Le Sang des 7 rois est le volet initial d’une saga de fantasy
prévue en sept volumes. Un ambitieux projet pour un auteur dont c’est ici
la première publication… et un pari qu’on affirmera d’emblée gagné
tant, lorsqu’on ferme le présent roman, on ressent le besoin impérieux
des bonnes grandes fresques
auxquelles la fantasy nous a habitués : dire la suite.
Le Sang des 7 rois se déroule sur un continent unique, de niveau
technique médiéval relativement avancé, découpé en sept royaumes se
faisant la guerre aussi régulièrement que mollement. Le commerce existe,
malgré une topographie rendant les déplacements malaisés et longs. Le
féodalisme est universel et tous les habitants partagent le même style
de vie et une langue identique, ne se différenciant que par le noble
auquel ils se rapportent.

■ ■ ■ ■ ■

> _CONSIGNE ÉCRITE A_:
Renommez « saga » en « série » dans l'extrait sur Le Sang des 7 rois, puis redonnez le passage allant de « Le Sang des 7 rois est » jusqu'à « dire la suite. ».
> _CONSIGNE ÉCRITE B_:
Selon l'extrait sur Le Sang des 7 rois, en combien de royaumes le continent est-il découpé ?
> _CONSIGNE ÉCRITE C_:
Reprenez le fil de l'extrait sur Le Sang des 7 rois et poursuivez-le après sa dernière phrase.
La liste de données n'intervient d'aucune façon ici.

> _EXTRAIT DE DONNÉES_:
■ ■ ■ ■ ■

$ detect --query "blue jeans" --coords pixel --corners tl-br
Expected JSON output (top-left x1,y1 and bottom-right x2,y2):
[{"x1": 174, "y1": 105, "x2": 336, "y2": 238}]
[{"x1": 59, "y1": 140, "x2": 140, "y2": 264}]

■ ■ ■ ■ ■

> _RÉSULTAT ATTENDU A_:
Le Sang des 7 rois est le volet initial d’une série de fantasy
prévue en sept volumes. Un ambitieux projet pour un auteur dont c’est ici
la première publication… et un pari qu’on affirmera d’emblée gagné
tant, lorsqu’on ferme le présent roman, on ressent le besoin impérieux
des bonnes grandes fresques
auxquelles la fantasy nous a habitués : dire la suite.

> _RÉSULTAT ATTENDU B_:
En sept royaumes.

> _RÉSULTAT ATTENDU C_:
L’aventure commence dans un fief isolé dans les montagnes, quand deux
enfants disparaissent mystérieusement, emportés par un véritable
commando non violent ayant préparé son action depuis de longs mois et
déployant une logistique apparemment disproportionnée au regard de leur
butin : deux simples enfants de paysan. Ce rapt est en fait le signal
d’un bouleversement profond dans l’équilibre du monde et, de facto, le
point de départ de la saga. Le sergent d’armes du fief est envoyé par
son maître à la poursuite des kidnappeurs avec l’ordre bizarre de ne
surtout pas les rattraper. Au cours de cette poursuite marathon, notre
héros malgré lui va, à la grande surprise du lecteur, se transformer
radicalement, découvrir les origines du monde, des complots universels,
des manipulations à l’échelle du continent, sans oublier d’acquérir des
pouvoirs surhumains et même… devenir roi.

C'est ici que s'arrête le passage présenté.